◆ Text extract ◆

╭──

Skip to main content

I don't like an unsolved mystery.


Blake's 7
1.7: Mission to Destiny


An exercise in format-testing/stretching, Mission to Destiny ditches Blake’s beef with the Federation for a week and replaces it with a good old-fashioned murder mystery. One in which Avon gets to call the shots. For the most part the proceedings are handled reliably if unshowily by Pennant Roberts. Although, he seems to have taken an arbitrary approach to shooting some scenes on film and others on video. If the mystery itself is a fairly standard set-up, it succeeds by revelling in the trappings rather than paying lip service to them.


Vila: Mock if you like, but I can always sense danger.
Gan: Yes, even when there isn’t any.


Avon, Blake and Cally teleport across to an orbiting Galaxy class cruiser where all the crew have been rendered unconscious by sono vapour. The pilot has been killed, but managed to scrawl 54124 in his own blood before expiring (it’s always useful when dying people are so forward thinking). One of the crew is missing and a life rocket has been launched. We learn that the crew are taking a valuable neutrotope back to their fungus-afflicted planet of Destiny (a name that’s asking for trouble). The neutrotope should save them from the fungus.


With news that it will take five months to reach Destiny, Blake elects to take the neutrotope ahead while Avon and Cally remain as willing hostages, although Avon has his own reasons, not caring about the fate of the farmers.

Avon: I shall stay because I don’t like an unsolved mystery.


Leaving their guns with Blake is daft, though. The B-plot of the Liberator’s journey to Destiny is fairly risible; they get afflicted by some meteors, then turn back when they find the neutrotope wasn’t in its box (checking before leaving would have been sensible). Obviously, it was the murderer who went to fetch the neutrotope to give to Blake.

Cally: My people have a saying. A man who trusts can never be betrayed. Only mistaken.
Avon: Life expectancy must be fairly short among your people.

╰──

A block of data

╭──

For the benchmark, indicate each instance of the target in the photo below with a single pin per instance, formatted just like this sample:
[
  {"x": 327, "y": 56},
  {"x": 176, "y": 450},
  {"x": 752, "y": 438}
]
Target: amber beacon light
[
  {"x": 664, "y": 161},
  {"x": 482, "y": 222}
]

╰──

◆ Exercise aim ◆
Using the Mission to Destiny review, answer each question on its own line:
(a) Who handles the proceedings reliably if unshowily?
(b) What number did the pilot scrawl in his own blood?
(c) How long will it take to reach Destiny?

◆ Solution ◆
(a) Pennant Roberts
(b) 54124
(c) Five months